EXERCISE DATA -
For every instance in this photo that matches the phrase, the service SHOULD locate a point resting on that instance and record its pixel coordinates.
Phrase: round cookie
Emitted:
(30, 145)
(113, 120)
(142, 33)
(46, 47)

---

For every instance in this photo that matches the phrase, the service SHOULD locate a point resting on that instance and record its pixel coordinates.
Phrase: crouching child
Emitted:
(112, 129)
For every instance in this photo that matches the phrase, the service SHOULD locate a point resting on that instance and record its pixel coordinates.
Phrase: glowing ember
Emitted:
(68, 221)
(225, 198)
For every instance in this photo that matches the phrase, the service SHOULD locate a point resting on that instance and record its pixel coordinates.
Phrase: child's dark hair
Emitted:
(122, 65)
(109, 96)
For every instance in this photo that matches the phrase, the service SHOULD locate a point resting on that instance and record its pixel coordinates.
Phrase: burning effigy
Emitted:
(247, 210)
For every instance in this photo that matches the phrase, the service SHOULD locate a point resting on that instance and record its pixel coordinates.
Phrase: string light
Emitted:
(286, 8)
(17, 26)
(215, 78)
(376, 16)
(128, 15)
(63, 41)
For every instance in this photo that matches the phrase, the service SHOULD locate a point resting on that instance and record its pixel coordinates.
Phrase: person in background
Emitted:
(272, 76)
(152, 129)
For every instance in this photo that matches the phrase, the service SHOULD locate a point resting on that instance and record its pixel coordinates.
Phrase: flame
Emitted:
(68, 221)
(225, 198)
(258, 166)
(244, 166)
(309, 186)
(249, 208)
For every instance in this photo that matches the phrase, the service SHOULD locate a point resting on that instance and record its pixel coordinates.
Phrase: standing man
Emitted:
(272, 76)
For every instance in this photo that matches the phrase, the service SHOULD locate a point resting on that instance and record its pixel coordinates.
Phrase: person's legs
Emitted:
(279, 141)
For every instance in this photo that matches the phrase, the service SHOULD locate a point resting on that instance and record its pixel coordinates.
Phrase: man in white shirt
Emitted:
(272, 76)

==

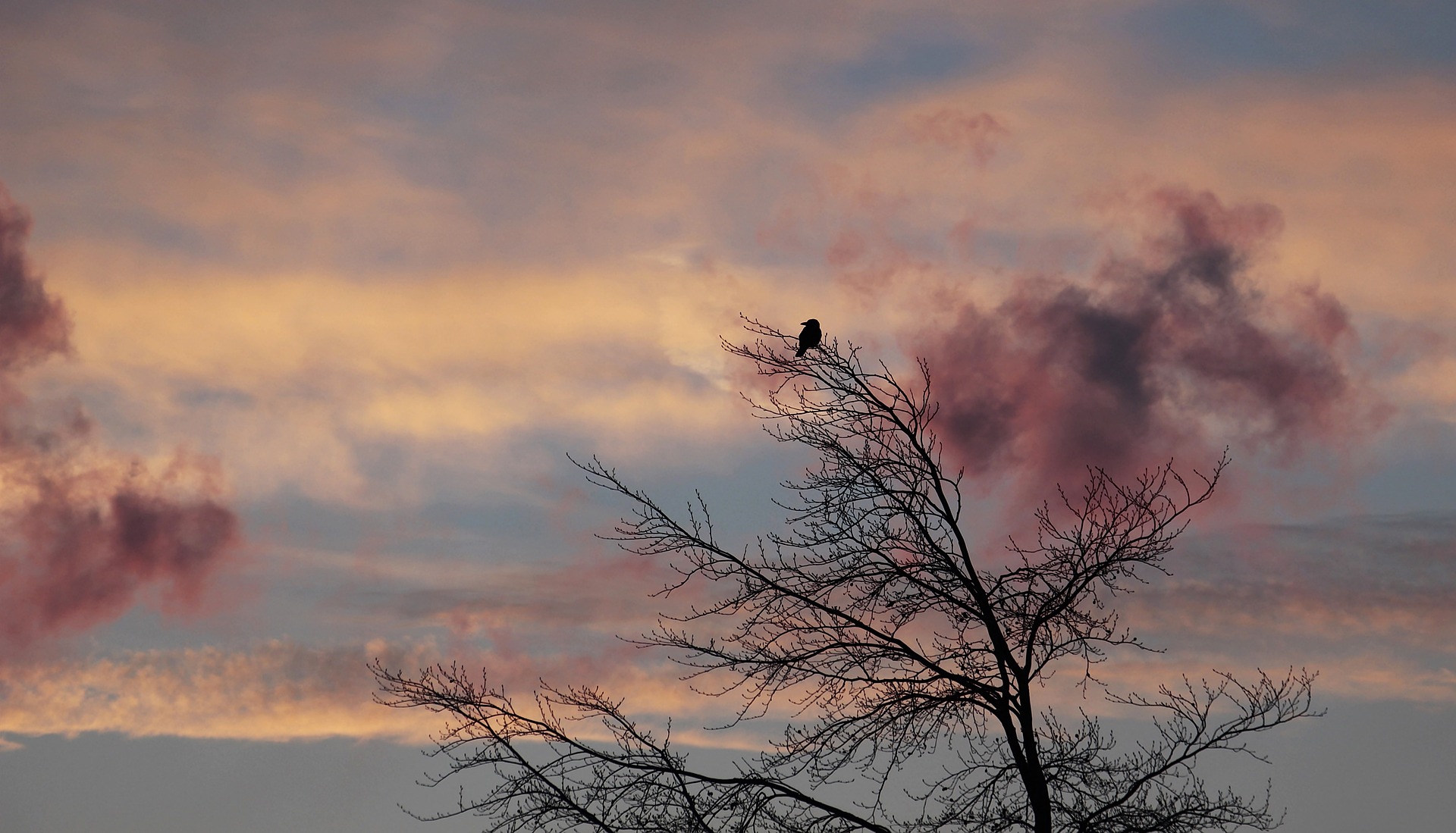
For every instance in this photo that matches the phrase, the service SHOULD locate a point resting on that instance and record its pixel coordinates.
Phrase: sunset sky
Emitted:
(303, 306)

EXERCISE INSTRUCTIONS - Your answer must consist of every line from the listing that holds the string "child".

ANSWER TO THIS PROBLEM -
Phrase: crouching child
Phrase: child's dark hair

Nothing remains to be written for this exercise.